Dataset records
— BEGIN —
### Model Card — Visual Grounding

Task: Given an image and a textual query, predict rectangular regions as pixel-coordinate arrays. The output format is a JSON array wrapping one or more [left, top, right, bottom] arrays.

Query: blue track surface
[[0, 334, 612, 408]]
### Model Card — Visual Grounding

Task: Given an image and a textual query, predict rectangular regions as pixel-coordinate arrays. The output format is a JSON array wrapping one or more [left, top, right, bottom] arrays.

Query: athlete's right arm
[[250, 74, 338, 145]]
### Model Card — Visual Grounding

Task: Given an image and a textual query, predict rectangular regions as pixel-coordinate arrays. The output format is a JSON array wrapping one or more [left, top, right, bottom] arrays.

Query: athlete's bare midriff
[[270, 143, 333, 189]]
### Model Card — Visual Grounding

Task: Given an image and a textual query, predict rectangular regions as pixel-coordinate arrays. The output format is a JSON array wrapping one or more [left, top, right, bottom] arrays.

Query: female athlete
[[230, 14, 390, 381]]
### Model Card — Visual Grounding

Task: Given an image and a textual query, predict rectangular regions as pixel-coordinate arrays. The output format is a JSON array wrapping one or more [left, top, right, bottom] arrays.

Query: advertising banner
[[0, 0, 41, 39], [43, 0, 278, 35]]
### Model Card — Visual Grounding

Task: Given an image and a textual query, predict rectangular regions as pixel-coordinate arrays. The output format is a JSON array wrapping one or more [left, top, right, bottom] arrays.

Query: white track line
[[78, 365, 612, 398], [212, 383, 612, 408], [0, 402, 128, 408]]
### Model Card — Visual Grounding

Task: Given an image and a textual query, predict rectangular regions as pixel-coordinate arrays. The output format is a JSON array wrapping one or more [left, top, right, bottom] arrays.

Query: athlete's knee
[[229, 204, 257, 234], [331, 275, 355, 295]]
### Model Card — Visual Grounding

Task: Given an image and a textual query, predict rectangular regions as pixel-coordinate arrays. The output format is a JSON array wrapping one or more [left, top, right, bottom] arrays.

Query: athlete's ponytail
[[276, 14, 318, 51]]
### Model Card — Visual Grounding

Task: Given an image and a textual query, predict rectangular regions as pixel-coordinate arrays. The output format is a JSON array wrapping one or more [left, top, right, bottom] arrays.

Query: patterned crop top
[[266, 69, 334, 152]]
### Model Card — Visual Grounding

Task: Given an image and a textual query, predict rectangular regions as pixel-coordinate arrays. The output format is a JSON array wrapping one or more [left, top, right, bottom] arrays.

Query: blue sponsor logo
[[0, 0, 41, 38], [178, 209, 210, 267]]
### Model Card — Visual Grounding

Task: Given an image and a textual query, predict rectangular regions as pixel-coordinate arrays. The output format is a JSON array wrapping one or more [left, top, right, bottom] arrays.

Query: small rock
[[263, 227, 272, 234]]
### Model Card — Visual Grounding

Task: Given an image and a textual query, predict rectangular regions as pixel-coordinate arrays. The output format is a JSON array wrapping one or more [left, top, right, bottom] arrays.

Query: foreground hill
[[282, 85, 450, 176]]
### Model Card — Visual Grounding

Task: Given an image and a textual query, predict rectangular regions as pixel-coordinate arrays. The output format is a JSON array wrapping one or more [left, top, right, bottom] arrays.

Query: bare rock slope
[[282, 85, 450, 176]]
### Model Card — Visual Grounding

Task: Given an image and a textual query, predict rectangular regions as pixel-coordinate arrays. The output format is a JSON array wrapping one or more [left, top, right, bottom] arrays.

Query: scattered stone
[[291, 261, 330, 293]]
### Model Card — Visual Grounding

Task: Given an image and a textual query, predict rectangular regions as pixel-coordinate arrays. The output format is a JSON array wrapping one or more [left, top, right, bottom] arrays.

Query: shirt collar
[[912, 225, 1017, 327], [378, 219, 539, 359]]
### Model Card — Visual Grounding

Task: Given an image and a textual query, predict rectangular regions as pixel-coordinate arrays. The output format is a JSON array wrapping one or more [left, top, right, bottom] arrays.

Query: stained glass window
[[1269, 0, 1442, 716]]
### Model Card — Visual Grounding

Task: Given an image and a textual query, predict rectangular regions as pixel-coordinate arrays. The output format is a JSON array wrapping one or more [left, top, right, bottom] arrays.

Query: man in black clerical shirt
— END —
**WHAT YOU HAVE TO DO:** Give an exact copy of all the data shown above.

**TASK RESPONSE:**
### Model Card — Visual Grounding

Task: Given an image and a textual query, predict rectangular regions as pixel-coordinate arrays. The output format is a JSON array wrapping one or more [left, top, right, bottom] arrays.

Query: blue track surface
[[0, 334, 612, 408]]
### Model Card — Visual Grounding

Task: Given an image and a textual query, predict rectangular regions as pixel-coordinate arrays. The output format is a JSON array wrapping one or more [left, top, right, bottom] arrays.

Query: athlete's right arm
[[250, 74, 338, 145]]
### Model Card — Visual Grounding

Task: Given an image and a textual query, predict rectangular regions as pixel-coordinate arrays. The output format is a JSON array wrapping one or more [left, top, right, bottom] arrays.

Query: athlete's bare midriff
[[270, 143, 333, 189]]
### Model Card — Visual Grounding

Task: Given an image and a textual query, predict rectangular regions as pixel-coordinate arrays. The output format is a JSON array wrapping one or more [left, top, right, bottom] arrays.

Query: female athlete
[[230, 14, 390, 381]]
### Model Card — Visual Grounding

Task: Given an image and a textual query, predict rectangular regions as pixel-coordinate arrays. The output format is a JSON array wrapping one or more [left, top, right, bottom] arrays.

Query: advertising banner
[[0, 0, 41, 39], [43, 0, 278, 35]]
### Model Card — Visual Grounding

Task: Given an image and a textual query, predict rectangular regions as pixel-coordinate arrays. The output format is a JSON array wrapping one or more [left, top, right, bottom] arrays.

Query: white track line
[[78, 365, 612, 398], [212, 383, 612, 408], [0, 402, 128, 408]]
### Model Card — Visual Grounding

Task: Given an image and a textual query, predict rectangular regions as pixel-coordinate arrays. The output format is a JSON array wrapping one or more [left, top, right, bottom] arrays.

Query: athlete's knee
[[229, 204, 257, 234], [331, 275, 355, 295]]
### Model Card — Visual Grounding

Task: Given an image and a textual query, predict rectangular regions as pixel-coordinate arrays. The output format is a JSON array wrapping one or more [left, top, right, bottom] arrays.

Query: athlete's ponytail
[[276, 14, 318, 51]]
### Model Card — Visual Grounding

Task: Given an image and a textual query, predict rectangular regions as pixel-coordinate arrays. The output format is a JSON array wrapping one or more [left, top, right, bottom] arrays.

Query: patterned crop top
[[266, 69, 334, 152]]
### Model Card — Visual Grounding

Task: Given an image and a textual query, predict rectangular regions as pixel-coordinate arrays. The output format is a JSON array wrapping one or more [left, top, right, bottom] arrays.

Query: blue sponsor logo
[[0, 0, 41, 38], [178, 209, 210, 267]]
### Model Card — Visual Grounding

Task: Given an image and a textual query, predict rectangular regions as pixel-coordinate arrays. The output format is a JSON array wrapping one or more [left, top, right, bottom] arrays.

Query: small rock
[[263, 227, 272, 234]]
### Model Card — Visual Grounding

Task: Given an image and a textual query, predict rectangular regions as pixel-coordinate arrays. The output format is a JSON array wrapping one or more [left, top, right, bottom] arrays.

Query: foreground hill
[[282, 85, 450, 176]]
### Model Card — Visual Grounding

Task: Given an image and a textual query, predict rectangular regions as pixel-coordinate arrays. The output format is a JSON array wrapping one or more [left, top, right, bottom] arrays.

Query: bare rock slope
[[282, 85, 450, 176]]
### Model Card — Visual Grounding

Task: Given an image and a textual query, predict rectangular regions as pixel-coordinate arrays. The output format is a JSON array wrapping one or more [left, top, right, bottom] arrays.

Query: scattered stone
[[291, 261, 330, 293]]
### Model Card — Visual Grounding

Task: Given an image and a textual query, predict rectangular regions as pixel-coordinate arrays. The output format is a JSON array wrapping one or more [left, top, right, bottom] arrays.

Query: shirt collar
[[912, 225, 1017, 327], [378, 219, 539, 359]]
### Model Card — Visual Grounding

Task: Given an image and a textual query, predict rectangular regions as pixel-coordinate arrays. The output format is a JSON array wrapping one or more [left, top, right, bottom] arrays.

Query: stained glass window
[[1269, 0, 1442, 716]]
### Model Card — Visual Grounding

Task: Given an image and a textual query, predict rectangular regions as pixel-coordinate arrays. The output format is a JSON array wrapping one or more [left, top, right, bottom] arrays.

Query: man in black clerical shirt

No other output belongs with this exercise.